Task instructions :: Below are the entries; count the lines in them that contain the word "yellow" and give only the number.

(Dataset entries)
+--

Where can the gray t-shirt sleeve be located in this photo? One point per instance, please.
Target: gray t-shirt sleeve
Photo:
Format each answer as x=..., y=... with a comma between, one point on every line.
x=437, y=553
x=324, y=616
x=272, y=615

+--

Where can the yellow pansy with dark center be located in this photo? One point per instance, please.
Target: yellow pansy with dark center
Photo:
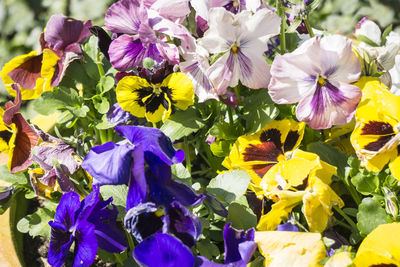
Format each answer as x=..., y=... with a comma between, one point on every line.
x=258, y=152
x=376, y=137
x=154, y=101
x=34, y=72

+--

Reply :: 2